What the task asks | Below is a set of records; restate each one word for word.

[Data items]
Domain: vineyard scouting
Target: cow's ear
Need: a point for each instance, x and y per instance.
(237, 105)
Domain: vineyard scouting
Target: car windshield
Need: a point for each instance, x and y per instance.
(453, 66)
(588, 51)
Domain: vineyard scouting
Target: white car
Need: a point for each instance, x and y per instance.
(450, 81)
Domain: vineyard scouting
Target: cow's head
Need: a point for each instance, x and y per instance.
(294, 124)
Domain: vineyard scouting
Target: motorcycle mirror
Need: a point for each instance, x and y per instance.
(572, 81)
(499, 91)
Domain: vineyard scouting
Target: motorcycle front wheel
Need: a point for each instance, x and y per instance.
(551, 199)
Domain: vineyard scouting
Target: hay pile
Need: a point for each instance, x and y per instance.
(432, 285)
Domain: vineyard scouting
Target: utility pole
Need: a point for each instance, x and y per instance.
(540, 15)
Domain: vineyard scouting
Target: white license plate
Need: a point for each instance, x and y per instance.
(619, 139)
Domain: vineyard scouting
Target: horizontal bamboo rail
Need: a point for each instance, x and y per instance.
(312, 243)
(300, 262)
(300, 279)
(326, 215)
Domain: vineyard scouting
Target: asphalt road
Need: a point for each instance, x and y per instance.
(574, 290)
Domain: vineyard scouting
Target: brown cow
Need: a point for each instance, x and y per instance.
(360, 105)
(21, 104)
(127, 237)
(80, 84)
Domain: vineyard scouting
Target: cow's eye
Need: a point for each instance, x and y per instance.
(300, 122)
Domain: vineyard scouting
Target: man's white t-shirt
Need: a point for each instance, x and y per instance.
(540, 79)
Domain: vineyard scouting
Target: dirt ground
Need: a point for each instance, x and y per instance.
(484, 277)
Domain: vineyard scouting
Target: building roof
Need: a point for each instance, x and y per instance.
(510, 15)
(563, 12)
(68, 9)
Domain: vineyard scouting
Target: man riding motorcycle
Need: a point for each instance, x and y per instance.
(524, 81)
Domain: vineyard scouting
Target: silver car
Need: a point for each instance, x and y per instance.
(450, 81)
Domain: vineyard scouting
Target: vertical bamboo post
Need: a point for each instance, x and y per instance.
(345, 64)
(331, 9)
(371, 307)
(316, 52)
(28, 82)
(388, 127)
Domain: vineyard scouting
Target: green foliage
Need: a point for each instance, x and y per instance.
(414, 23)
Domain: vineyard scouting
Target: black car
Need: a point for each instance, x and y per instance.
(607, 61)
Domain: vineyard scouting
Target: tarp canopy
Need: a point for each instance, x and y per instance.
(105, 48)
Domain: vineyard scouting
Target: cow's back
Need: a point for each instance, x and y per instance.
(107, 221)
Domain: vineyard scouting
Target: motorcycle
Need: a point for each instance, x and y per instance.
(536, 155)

Solved problem |
Domain: vineyard scouting
Target: cow's ear
Need: a point for each instance, x and y per instance.
(237, 105)
Domain: vineyard scouting
Target: car windshield
Need: a point for each instance, x and y per instance.
(453, 66)
(588, 51)
Domain: vineyard scouting
Target: white car
Need: a point for each instance, x and y per instance.
(450, 81)
Domain: vineyard scouting
Target: cow's head
Need: a point for each instance, x and y per instance.
(294, 124)
Domain: vineyard scouting
Target: motorcycle mirror
Need: a point for each instance, x and y per instance.
(572, 81)
(499, 91)
Domain: vineyard scouting
Target: motorcycle front wheel
Need: a point for each instance, x and y per instance.
(551, 199)
Domain: vineyard scouting
Target: hay pile
Need: a point for each instance, x and y per instance.
(432, 285)
Domain: vineyard scouting
Target: utility pole
Need: a point for each instance, x and y per instance.
(540, 15)
Domain: vineyard scouting
Target: white license plate
Need: a point for each instance, x and y per instance.
(619, 139)
Domain: vineyard scouting
Target: horizontal bamboo rail
Need: a point for each instance, x and y per instance.
(312, 243)
(300, 262)
(300, 279)
(326, 215)
Domain: vineyard scouting
Target: asphalt road
Need: a point for each instance, x and y per instance.
(574, 290)
Domain: vineyard scouting
Target: brown cow
Need: a point for each instance, x and y per instance.
(360, 105)
(21, 104)
(127, 237)
(80, 84)
Domain: vineyard scouting
Target: cow's eye
Need: a point for each instance, x and y per instance.
(300, 122)
Domain: vineyard scouting
Target: man's white t-shirt
Need: a point for each instance, x and y per instance.
(540, 79)
Domain: vineyard scouting
Target: dirt ground
Need: a point for each instance, x and y per instance.
(484, 277)
Domain: vineyard scouting
Target: building roof
Need: a point for each instance, x and y per instance.
(510, 15)
(563, 12)
(68, 9)
Domain: vineyard scouting
Target: man riding motorcycle
Need: a point for each instance, x and y per instance.
(524, 81)
Domain: vineyard scouting
Target: silver car
Need: a point for each instance, x and y per instance.
(450, 81)
Domain: vineyard scouting
Target: vertical bamboo post
Need: a point for each instance, x and y per instance.
(345, 64)
(331, 9)
(371, 307)
(316, 52)
(28, 82)
(388, 127)
Domain: vineyard scouting
Target: green foliage
Need: a point for each instance, x and y per instance.
(414, 23)
Domain: vineyard scouting
Target: black car
Need: a point for each instance, x and y per instance.
(607, 61)
Domain: vineyard scouting
Target: tarp canopy
Need: a point for each instance, x and y per instance.
(105, 48)
Domain: vineyard scouting
Target: cow's back
Need: a point for each instance, x and y per instance.
(107, 221)
Domain: vineyard scouting
Target: motorcycle
Need: a point for each instance, x and y per instance.
(536, 155)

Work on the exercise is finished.